• [TASK STATEMENT]
Output exactly the span of lines beginning with the one that holds "In this exercise you will mark the saddle" and ending with the last line of the data below.

• [Point localization data]
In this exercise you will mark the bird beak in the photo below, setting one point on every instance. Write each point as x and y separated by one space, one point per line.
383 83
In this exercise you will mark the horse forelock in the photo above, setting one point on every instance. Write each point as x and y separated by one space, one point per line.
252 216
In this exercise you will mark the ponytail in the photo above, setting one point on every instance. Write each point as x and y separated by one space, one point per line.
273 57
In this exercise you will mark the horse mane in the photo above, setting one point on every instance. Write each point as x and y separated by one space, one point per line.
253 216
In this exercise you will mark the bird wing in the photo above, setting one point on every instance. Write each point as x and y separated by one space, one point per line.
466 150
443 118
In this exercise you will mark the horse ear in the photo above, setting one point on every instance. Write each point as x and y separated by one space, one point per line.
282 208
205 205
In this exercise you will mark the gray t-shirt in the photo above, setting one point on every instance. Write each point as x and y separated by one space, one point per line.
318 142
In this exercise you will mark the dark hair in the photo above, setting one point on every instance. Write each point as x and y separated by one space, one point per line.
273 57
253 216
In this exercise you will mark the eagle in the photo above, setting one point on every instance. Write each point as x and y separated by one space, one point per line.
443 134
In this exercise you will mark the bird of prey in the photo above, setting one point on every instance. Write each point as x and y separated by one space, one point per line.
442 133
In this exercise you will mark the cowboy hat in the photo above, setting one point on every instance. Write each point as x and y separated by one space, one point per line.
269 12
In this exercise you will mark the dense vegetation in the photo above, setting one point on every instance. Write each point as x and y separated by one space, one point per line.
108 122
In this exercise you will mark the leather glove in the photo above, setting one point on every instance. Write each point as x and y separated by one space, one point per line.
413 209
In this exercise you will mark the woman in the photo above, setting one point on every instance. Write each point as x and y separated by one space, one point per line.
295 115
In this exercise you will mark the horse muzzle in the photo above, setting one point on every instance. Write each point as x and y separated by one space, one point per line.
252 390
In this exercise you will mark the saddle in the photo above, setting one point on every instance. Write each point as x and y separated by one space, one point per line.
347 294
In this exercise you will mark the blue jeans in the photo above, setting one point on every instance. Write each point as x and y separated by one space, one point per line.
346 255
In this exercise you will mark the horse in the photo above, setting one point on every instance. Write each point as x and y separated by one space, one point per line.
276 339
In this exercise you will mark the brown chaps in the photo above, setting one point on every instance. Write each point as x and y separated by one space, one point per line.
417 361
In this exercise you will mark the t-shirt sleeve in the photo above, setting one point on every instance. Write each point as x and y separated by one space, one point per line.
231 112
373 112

• [EXPECTED ANSWER]
In this exercise you will mark the saddle in the photo above, setting one point on every instance. Write each point as x and y separated by one space, one point per line.
347 294
In this exercise you will mark the blue jeans in the photo above, setting one point on every instance. Write each point as x and y separated by one space, one point per line.
346 255
In this exercise you will mark the horse in the photo above, setting one point on every instance. Write each point as x and y separated by one space, one point per line.
276 339
In this exercise you will mark the brown chaps in the photo above, setting one point on every instance. Write each point as x and y separated by one space, one point per line.
417 361
In this exercise you will mark the t-shirt sleeve in the photo above, setting one point on every instance. Write each point as x and y separated by one space, one point per line.
231 112
373 112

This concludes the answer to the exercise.